━━━ Text shown

# Lucifer Morningstar vs Dark Schneider



## Protect_The_Butter (Oct 11, 2007)

I've heard big talk about the strength of Dark Schneider. 

Lucifer Morningstar


Here's some feats of LM.
*"AITOPICS"*


VS
Dark Schneider


----------



## Sōsuke Aizen (Oct 11, 2007)

who's Dark Shneider? and how powerfu-- well actually how smart is he.


----------



## Havoc (Oct 11, 2007)

Lucifer isn't gonna beat beaten, but I've heard DS has ridiculous defenses.


----------



## Power16 (Oct 11, 2007)

This is not a fight Dark Schneider can win, ever! This is Dark Schneider going against LT class opponent, come on people!


----------



## Protect_The_Butter (Oct 11, 2007)

What about this shield that protects from attacks of any kind I keep hearing about that DS has.


----------



## Kenny Florian (Oct 11, 2007)

Coming into this topic I knew nothing about either competitors before coming into this topic.

But after reading that feat list from Lucifer Morningstar. DS must be one hell of an opponent if he can stand up to him. I need to see a feat list of DS before I can make any judgement. But basically this Lucifer guy is Satan.


----------



## Power16 (Oct 11, 2007)

Lucifer is second(debatable) only to the Presence(DC Supreme being). DS isn't even Universal in power i don't see him defeating someone on Omniversal scale of power. Lucifer wouldn't even notice DS and i do mean str8 up ignore DS as he try to attack or w/e DS does. Leagues apart, like a 10 year old kid(DS) against an Enrage bloodlusted Supes(L).

━━━━━━
━━━ Given material

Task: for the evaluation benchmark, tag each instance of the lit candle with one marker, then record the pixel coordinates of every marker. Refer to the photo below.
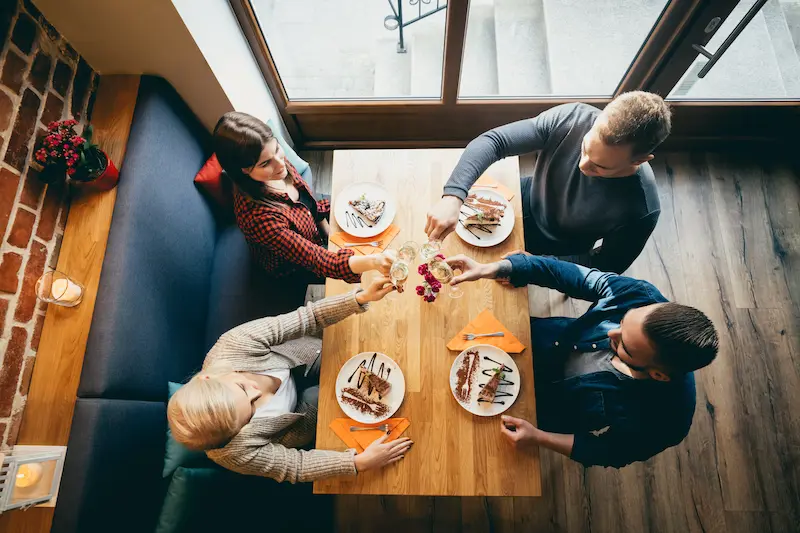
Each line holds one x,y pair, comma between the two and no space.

━━━━━━

• **Written request 1**:
Decide whether each statement agrees with the Lucifer Morningstar versus Dark Schneider thread, answering yes or no and quoting the deciding words: (a) Power16 ranks Lucifer second only to the Presence. (b) Kenny Florian knew both competitors before entering the topic. (c) Havoc has heard that Dark Schneider has ridiculous defenses.
• **Written request 2**:
In the Lucifer Morningstar versus Dark Schneider thread, what protection does Protect_The_Butter keep hearing that Dark Schneider has?
The material comes from a separate source.

• **Correct output 1**:
(a) Yes: "Lucifer is second(debatable) only to the Presence(DC Supreme being)."
(b) No: "I knew nothing about either competitors before coming into this topic."
(c) Yes: "I've heard DS has ridiculous defenses."

• **Correct output 2**:
A shield that protects from attacks of any kind.